▶ [SCHRIFTLICHE AUFGABE A] Zähl, in wie vielen Zeilen der Datensätze unten das Wort „black“ vorkommt. Schreib nur die Zahl hin.

Ich möchte dieses Thema mal wiederbeleben, denn ich suche ebenfalls nach eine guten Möglichkeit ein rundes Fenster zu glätten.
Offen für Ideen und Lösungen


----------



## Dit_ (5. Jul 2011)

ich glaube mit Java 8 gibt es viele neue Funktionen um Form des Fensters (inkl. Transparenz) beliebig zu gestalten.

Oder schau dir das mal an Translucent and shaped windows in core Java  Pushing Pixels


----------



## Rainbow (5. Jul 2011)

Dit_ hat gesagt.:


> ich glaube mit Java 8 gibt es viele neue Funktionen um Form des Fensters (inkl. Transparenz) beliebig zu gestalten.
> 
> Oder schau dir das mal an Translucent and shaped windows in core Java  Pushing Pixels




das Problem bei den Beispielen bei dem Link ist einfach, das das ja so geht, aber der äußere rand nicht glatt ist...man hat dabei halt keinen schönen abgerundeten Kreis zum Beispiel...


----------



## njans (5. Jul 2011)

Ja, da hatte ich schon geschaut. Auch die Referenzen auf der Seite habe ich mir angeschaut.

▶ [SCHRIFTLICHE AUFGABE B] Übersetze diesen Satz aus dem Textauszug oben ins Englische: „Auch die Referenzen auf der Seite habe ich mir angeschaut.“

▶ [DATENSÄTZE]
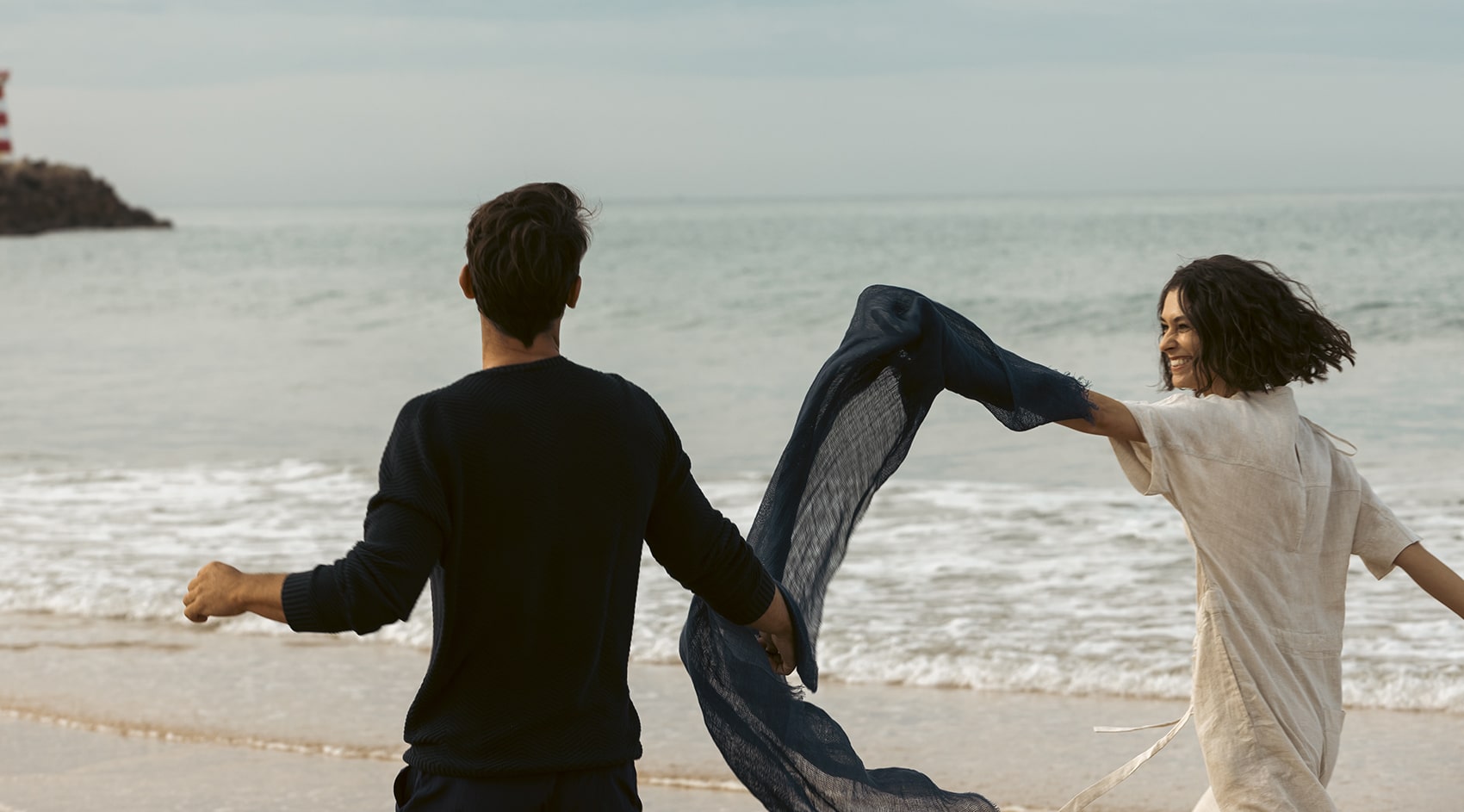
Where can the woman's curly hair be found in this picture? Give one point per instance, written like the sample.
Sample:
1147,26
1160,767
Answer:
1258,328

==

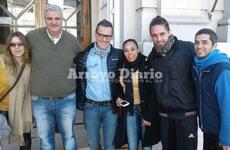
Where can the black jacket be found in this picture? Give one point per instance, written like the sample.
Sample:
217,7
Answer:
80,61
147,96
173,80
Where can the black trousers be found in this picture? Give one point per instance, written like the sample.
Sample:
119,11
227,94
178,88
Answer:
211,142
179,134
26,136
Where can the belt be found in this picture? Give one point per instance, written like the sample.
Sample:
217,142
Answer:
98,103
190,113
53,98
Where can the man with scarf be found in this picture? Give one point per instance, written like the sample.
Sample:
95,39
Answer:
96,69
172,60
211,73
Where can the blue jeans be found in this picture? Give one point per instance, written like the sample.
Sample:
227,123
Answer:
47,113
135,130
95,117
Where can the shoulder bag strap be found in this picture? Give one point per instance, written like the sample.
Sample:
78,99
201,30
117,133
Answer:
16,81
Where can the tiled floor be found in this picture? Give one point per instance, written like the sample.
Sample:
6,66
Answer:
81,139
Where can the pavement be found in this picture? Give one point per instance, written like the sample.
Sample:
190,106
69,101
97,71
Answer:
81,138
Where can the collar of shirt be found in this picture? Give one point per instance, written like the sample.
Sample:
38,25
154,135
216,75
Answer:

---

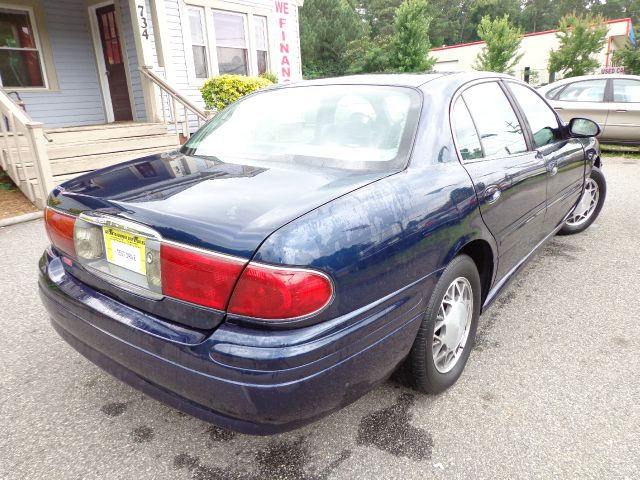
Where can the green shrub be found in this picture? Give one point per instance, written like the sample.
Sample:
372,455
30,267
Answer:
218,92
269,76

▶ [SCHRIFTLICHE ANTWORT A] 2

▶ [SCHRIFTLICHE ANTWORT B] I also looked at the references on the page.